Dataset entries
● ● ● ● ● ● ●

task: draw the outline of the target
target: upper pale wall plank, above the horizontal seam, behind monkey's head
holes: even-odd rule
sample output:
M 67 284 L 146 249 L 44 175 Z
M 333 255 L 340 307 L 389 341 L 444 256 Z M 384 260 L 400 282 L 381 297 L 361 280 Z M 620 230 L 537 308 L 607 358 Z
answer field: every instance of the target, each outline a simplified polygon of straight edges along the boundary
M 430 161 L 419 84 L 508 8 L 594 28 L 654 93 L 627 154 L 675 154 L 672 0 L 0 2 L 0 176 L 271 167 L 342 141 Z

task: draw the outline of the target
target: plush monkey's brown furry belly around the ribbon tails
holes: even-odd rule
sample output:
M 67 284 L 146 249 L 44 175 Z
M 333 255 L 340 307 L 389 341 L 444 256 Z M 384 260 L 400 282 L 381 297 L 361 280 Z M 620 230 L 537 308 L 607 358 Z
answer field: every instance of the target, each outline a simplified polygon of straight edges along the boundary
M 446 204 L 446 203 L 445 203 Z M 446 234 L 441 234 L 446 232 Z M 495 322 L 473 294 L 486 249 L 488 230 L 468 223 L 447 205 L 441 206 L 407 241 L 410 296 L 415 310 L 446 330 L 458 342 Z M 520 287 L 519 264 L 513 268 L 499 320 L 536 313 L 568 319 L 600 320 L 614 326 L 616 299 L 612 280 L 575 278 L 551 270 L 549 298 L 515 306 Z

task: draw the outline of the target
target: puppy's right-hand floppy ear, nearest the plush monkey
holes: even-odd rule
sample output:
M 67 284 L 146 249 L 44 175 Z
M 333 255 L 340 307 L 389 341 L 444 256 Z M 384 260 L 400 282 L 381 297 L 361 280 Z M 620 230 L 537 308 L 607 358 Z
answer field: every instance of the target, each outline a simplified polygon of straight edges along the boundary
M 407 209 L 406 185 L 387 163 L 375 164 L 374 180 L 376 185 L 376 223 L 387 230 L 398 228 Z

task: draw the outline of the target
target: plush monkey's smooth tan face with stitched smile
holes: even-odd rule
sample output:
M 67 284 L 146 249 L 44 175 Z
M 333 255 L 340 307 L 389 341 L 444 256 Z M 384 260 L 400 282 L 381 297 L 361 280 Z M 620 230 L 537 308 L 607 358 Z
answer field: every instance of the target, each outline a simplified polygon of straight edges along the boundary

● ● ● ● ● ● ●

● **Exercise objective**
Once more, write out the records in full, exactly as they appear.

● **Task answer**
task: draw the outline of the target
target: upper pale wall plank, above the horizontal seam, behind monkey's head
holes: even-odd rule
sample output:
M 67 284 L 146 249 L 44 175 Z
M 333 255 L 340 307 L 389 341 L 444 256 Z M 384 260 L 400 282 L 381 297 L 361 280 Z M 620 230 L 537 308 L 607 358 Z
answer field: every instance of the target, each outline a simplified polygon of straight edges along the boundary
M 430 161 L 419 84 L 508 8 L 594 28 L 654 93 L 627 154 L 675 154 L 672 0 L 0 2 L 0 176 L 271 167 L 342 141 Z

task: draw the outline of the target
target: plush monkey's brown furry belly around the ribbon tails
holes: even-odd rule
sample output:
M 67 284 L 146 249 L 44 175 Z
M 333 255 L 340 307 L 389 341 L 444 256 Z M 384 260 L 400 282 L 381 297 L 361 280 Z M 620 230 L 537 308 L 607 358 Z
answer field: every instance of the target, each outline a simplified polygon of straight edges along the boundary
M 446 204 L 446 203 L 445 203 Z M 446 234 L 441 234 L 446 232 Z M 495 322 L 473 294 L 486 249 L 488 230 L 468 223 L 447 205 L 441 206 L 407 241 L 410 296 L 415 310 L 446 330 L 458 342 Z M 520 287 L 519 264 L 513 268 L 499 320 L 536 313 L 568 319 L 600 320 L 614 326 L 616 299 L 612 280 L 575 278 L 551 270 L 549 298 L 515 306 Z

task: draw the outline of the target
target: puppy's right-hand floppy ear, nearest the plush monkey
holes: even-odd rule
sample output:
M 67 284 L 146 249 L 44 175 Z
M 333 255 L 340 307 L 389 341 L 444 256 Z M 384 260 L 400 282 L 381 297 L 361 280 Z M 620 230 L 537 308 L 607 358 Z
answer field: every instance of the target, each outline a simplified polygon of straight edges along the boundary
M 407 209 L 406 185 L 387 163 L 375 164 L 374 180 L 376 185 L 376 223 L 387 230 L 398 228 Z

task: draw the outline of the target
target: plush monkey's smooth tan face with stitched smile
holes: even-odd rule
sample output:
M 67 284 L 146 249 L 44 175 Z
M 333 255 L 340 307 L 389 341 L 444 256 Z M 384 260 L 400 282 L 381 297 L 361 280 Z M 620 230 L 537 308 L 607 358 Z
answer field: every instance of the target, each outline a simplified polygon of straight edges along the boundary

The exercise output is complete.